Region annotation entries:
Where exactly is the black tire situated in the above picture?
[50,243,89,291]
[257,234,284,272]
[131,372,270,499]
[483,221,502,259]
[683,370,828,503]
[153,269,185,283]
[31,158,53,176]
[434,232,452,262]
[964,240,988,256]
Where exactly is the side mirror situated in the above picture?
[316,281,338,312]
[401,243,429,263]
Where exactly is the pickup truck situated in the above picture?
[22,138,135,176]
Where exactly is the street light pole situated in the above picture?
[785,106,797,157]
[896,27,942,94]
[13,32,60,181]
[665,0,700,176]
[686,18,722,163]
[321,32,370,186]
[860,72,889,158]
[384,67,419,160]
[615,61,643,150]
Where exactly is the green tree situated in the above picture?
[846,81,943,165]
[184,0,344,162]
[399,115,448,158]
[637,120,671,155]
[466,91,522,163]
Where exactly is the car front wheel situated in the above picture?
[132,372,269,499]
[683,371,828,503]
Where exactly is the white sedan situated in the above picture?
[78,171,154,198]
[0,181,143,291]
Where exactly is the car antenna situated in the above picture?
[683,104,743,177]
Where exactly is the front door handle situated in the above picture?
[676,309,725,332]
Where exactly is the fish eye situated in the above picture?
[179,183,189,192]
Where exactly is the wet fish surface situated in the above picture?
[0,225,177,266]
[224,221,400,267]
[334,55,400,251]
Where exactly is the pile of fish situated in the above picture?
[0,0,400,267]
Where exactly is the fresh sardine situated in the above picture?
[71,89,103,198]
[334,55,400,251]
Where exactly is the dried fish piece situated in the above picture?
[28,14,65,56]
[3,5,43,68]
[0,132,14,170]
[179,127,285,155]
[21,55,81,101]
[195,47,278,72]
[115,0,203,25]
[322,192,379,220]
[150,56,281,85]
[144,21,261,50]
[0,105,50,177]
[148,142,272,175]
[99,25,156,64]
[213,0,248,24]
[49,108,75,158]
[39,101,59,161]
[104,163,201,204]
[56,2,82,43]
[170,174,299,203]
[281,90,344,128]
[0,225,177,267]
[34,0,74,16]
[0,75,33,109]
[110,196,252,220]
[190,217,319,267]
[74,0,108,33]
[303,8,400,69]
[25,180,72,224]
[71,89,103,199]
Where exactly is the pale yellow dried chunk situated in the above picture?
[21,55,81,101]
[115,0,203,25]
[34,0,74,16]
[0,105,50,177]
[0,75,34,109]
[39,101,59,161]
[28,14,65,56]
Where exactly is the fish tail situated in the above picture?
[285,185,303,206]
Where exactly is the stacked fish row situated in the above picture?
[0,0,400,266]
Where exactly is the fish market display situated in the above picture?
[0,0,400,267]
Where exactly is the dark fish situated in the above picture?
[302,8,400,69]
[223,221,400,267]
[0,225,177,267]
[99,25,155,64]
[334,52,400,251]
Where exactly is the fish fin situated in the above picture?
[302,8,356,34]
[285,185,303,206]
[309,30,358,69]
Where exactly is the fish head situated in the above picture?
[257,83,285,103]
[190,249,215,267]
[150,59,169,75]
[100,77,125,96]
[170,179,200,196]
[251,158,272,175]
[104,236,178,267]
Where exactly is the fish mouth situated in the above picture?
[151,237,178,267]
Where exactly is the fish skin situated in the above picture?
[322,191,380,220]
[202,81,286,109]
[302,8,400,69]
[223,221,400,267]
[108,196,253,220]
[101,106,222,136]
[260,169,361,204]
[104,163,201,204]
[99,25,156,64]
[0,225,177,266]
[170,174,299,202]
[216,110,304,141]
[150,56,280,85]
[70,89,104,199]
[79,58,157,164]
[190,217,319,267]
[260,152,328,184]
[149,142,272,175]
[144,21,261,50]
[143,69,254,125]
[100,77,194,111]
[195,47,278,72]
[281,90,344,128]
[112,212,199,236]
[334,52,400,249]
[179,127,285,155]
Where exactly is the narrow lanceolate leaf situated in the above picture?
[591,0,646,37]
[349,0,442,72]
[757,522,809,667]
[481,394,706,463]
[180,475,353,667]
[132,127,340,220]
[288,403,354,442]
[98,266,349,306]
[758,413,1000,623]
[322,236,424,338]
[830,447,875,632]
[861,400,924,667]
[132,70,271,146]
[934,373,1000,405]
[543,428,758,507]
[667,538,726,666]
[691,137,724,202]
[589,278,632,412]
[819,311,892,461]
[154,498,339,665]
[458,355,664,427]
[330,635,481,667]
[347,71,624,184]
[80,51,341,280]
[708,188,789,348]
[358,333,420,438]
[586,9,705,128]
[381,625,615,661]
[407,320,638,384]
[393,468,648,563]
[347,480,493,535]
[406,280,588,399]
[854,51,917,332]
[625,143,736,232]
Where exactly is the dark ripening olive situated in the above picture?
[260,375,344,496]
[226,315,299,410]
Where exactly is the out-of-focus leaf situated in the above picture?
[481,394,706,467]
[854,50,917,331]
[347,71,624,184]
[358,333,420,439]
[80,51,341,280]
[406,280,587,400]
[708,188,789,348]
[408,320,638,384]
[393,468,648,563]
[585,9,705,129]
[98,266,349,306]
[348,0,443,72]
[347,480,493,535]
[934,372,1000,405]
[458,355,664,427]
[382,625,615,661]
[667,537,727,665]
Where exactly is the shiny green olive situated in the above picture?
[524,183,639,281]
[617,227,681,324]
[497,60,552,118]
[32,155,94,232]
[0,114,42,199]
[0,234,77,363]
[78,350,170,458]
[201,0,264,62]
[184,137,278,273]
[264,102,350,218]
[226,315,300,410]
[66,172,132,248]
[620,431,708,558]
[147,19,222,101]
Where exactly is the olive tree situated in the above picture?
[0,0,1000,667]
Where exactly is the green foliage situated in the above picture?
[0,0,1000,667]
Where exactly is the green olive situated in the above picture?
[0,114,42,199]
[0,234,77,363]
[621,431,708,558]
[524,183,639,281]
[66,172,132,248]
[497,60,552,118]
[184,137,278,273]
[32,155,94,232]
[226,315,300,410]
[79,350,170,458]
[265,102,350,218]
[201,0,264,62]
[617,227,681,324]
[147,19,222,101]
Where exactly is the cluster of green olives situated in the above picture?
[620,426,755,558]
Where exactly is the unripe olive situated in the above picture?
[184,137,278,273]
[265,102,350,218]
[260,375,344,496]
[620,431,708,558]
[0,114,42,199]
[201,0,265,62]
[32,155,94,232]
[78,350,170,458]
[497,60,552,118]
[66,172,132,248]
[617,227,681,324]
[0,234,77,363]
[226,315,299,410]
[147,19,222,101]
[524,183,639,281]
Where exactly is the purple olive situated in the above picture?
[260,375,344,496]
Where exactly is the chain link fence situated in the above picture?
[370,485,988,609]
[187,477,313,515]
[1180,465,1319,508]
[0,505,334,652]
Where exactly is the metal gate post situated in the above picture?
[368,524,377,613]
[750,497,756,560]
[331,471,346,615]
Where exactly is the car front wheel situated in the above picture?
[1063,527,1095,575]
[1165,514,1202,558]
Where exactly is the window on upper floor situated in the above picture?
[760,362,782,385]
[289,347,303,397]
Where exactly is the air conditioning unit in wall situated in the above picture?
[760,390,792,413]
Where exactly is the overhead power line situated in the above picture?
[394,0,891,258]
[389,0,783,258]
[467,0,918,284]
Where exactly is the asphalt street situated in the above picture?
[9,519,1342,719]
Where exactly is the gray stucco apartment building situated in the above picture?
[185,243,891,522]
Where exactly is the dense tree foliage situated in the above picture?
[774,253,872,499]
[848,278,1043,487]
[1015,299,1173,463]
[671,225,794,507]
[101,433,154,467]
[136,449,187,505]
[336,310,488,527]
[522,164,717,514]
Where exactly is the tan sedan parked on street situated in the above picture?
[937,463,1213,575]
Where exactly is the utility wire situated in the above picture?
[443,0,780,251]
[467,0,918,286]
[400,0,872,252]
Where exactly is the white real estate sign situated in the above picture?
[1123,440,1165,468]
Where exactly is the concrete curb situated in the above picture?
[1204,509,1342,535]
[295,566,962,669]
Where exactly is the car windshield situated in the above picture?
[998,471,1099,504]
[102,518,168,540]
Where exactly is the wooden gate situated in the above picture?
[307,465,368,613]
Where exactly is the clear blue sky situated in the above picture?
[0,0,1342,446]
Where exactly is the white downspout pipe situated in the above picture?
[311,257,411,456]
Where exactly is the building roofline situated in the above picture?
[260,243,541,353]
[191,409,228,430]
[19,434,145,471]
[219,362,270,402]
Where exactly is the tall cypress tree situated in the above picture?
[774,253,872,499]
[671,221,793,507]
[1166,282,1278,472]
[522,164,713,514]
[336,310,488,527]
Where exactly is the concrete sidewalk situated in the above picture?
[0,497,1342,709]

(Exercise goal): Reproduce word for word everything in the material from the line containing "Where exactly is the gray" down to its final line, including both ends.

(Written solution):
Where exactly is the gray stucco apartment building situated in the above picture?
[185,243,891,522]
Where exactly is the dense tree foliage situated in the above picture?
[774,253,872,499]
[848,278,1043,487]
[1015,299,1173,463]
[671,225,794,507]
[101,433,154,467]
[136,449,187,505]
[336,310,488,527]
[522,164,717,514]
Where exactly is the tan sedan parked on street situated in the above picture?
[937,463,1213,575]
Where exactly is the utility wire situated in the above picture?
[443,0,780,251]
[467,0,918,286]
[400,0,872,252]
Where exactly is the white real estate sign situated in the above picture?
[1123,440,1165,468]
Where exactly is the concrete curb situated in the above picture?
[1204,509,1342,535]
[295,566,962,669]
Where exactly is the car windshield situated in the above picture?
[998,471,1099,504]
[102,518,168,540]
Where exactly is the wooden gate situated in the above picture?
[307,465,368,613]
Where exactly is the clear blue sky situated in the above picture?
[0,0,1342,446]
Where exactly is the white downspout pipe situated in the above picture?
[311,257,411,456]
Where exactly is the building roofline situated in the above picture?
[260,243,541,353]
[191,409,228,430]
[19,434,145,471]
[219,362,270,402]
Where exactly is the tall cypress tree situated in the above picture?
[774,253,872,499]
[671,221,793,507]
[1166,282,1278,472]
[522,164,713,514]
[336,310,488,527]
Where exactly is the concrete sidewalk situated in the above picture?
[0,497,1342,709]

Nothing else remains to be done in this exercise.